--- PROVIDED RECORDS ---

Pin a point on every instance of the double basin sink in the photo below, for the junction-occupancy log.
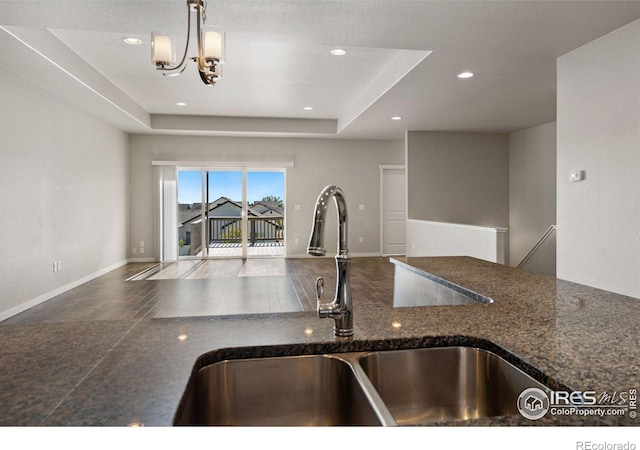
(384, 388)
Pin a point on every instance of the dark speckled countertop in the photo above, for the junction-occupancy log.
(114, 373)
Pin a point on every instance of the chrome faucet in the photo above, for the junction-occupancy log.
(340, 309)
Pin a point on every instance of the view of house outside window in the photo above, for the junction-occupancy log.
(223, 228)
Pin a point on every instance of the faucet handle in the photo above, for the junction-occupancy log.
(319, 288)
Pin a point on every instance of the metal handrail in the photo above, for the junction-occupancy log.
(538, 244)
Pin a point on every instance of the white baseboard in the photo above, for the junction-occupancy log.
(61, 290)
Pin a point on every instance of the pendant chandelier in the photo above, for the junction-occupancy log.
(211, 47)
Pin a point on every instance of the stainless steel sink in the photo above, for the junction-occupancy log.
(313, 390)
(395, 387)
(429, 385)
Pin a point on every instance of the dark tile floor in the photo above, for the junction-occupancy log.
(213, 287)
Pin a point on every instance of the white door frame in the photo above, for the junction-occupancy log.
(382, 169)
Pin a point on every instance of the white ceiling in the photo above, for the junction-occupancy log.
(402, 60)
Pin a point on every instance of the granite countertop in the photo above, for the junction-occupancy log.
(116, 373)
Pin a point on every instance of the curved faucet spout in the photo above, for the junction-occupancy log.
(316, 241)
(340, 308)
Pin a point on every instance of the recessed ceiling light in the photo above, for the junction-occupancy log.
(132, 41)
(465, 75)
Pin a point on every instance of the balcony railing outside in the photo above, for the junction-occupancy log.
(228, 230)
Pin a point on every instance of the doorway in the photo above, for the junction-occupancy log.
(393, 198)
(230, 213)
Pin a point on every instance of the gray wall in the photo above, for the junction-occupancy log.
(598, 127)
(351, 164)
(532, 194)
(458, 177)
(63, 193)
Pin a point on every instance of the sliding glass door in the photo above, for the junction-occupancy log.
(265, 194)
(190, 230)
(230, 213)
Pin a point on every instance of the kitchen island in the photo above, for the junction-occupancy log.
(134, 372)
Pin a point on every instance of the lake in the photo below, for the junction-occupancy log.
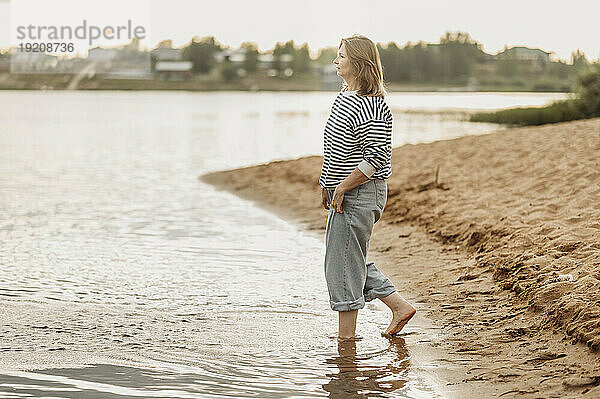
(125, 276)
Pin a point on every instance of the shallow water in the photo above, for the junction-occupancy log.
(114, 255)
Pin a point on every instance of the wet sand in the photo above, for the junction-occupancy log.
(481, 250)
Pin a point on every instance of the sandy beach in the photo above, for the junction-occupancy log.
(483, 248)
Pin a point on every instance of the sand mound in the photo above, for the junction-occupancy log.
(526, 201)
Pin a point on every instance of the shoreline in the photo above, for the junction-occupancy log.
(514, 209)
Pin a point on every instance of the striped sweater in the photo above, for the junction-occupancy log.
(358, 133)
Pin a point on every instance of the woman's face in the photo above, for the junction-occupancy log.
(342, 64)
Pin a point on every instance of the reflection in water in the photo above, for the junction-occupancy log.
(113, 248)
(357, 378)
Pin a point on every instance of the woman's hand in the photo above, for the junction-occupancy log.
(325, 198)
(338, 198)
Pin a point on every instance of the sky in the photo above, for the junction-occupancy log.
(558, 27)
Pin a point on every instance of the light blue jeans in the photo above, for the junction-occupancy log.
(351, 281)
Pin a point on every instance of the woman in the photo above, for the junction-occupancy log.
(356, 165)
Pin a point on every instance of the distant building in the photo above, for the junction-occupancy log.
(167, 54)
(31, 62)
(264, 62)
(526, 54)
(99, 54)
(233, 56)
(173, 70)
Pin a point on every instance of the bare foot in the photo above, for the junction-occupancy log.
(401, 314)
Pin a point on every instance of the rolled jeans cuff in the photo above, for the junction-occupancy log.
(348, 305)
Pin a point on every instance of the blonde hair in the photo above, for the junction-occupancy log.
(365, 65)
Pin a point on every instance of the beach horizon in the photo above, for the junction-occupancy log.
(512, 220)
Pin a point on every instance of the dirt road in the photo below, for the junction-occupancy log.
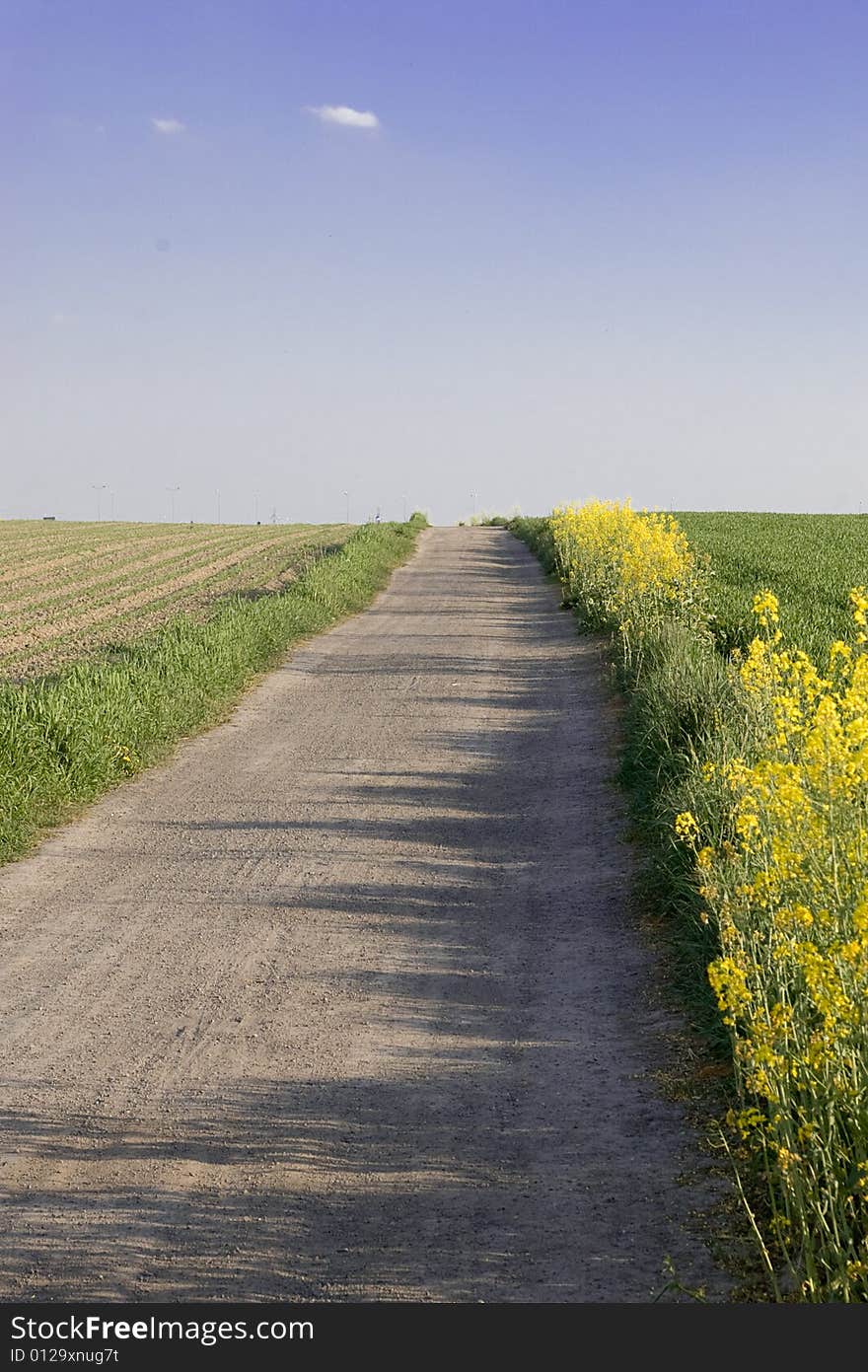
(347, 1000)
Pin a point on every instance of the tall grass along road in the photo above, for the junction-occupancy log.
(346, 1002)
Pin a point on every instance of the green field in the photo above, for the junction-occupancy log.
(811, 561)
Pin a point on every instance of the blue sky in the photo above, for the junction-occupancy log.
(593, 249)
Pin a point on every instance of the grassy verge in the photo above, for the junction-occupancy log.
(67, 739)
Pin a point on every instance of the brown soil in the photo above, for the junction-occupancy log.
(347, 1002)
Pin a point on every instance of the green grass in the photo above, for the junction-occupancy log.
(811, 561)
(684, 708)
(69, 737)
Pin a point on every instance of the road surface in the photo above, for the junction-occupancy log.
(347, 1000)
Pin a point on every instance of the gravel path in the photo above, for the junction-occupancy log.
(347, 1000)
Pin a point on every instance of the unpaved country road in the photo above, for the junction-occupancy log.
(347, 1000)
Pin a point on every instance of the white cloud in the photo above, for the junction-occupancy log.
(168, 126)
(346, 115)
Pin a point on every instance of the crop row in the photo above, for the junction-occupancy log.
(751, 765)
(84, 607)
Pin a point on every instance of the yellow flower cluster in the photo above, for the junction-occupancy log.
(627, 569)
(790, 898)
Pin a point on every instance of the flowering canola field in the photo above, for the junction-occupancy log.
(772, 814)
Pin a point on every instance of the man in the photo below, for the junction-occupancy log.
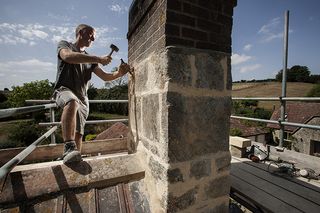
(74, 70)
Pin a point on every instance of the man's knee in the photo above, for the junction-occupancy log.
(72, 105)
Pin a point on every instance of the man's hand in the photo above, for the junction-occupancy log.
(104, 60)
(124, 68)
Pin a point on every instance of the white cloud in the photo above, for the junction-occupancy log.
(272, 30)
(117, 8)
(238, 59)
(19, 72)
(249, 68)
(270, 26)
(33, 34)
(59, 17)
(247, 47)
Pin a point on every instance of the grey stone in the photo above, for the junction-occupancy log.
(175, 175)
(139, 199)
(210, 71)
(179, 68)
(223, 163)
(218, 187)
(186, 200)
(150, 118)
(197, 126)
(157, 170)
(200, 168)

---

> _TO DO_: Starting at the line with "Pin a point on every instance of the man in", output each line through the final one of the listing above, and nothing else. Pictures are to be left out.

> _WORKED SOLUTION_:
Pin a point on every instance of the man in the photo below, for the junction-occupancy log.
(74, 70)
Pin a point on every instance of the man's knee in the photo above, for the junction-occupancy log.
(72, 105)
Pin a point on every instance of the man's hand in the photo above, for the junction-occupancy log.
(104, 60)
(124, 68)
Pin a point on every instance of the white cloud in the photo above, for the junction-occupancy log.
(272, 30)
(117, 8)
(238, 59)
(19, 72)
(249, 68)
(270, 26)
(33, 34)
(59, 17)
(247, 47)
Pin a point on every instance of the grey stone in the photo above, for the junction-occupancy log.
(175, 175)
(139, 199)
(210, 71)
(179, 68)
(223, 163)
(218, 187)
(186, 200)
(150, 118)
(197, 126)
(157, 170)
(200, 168)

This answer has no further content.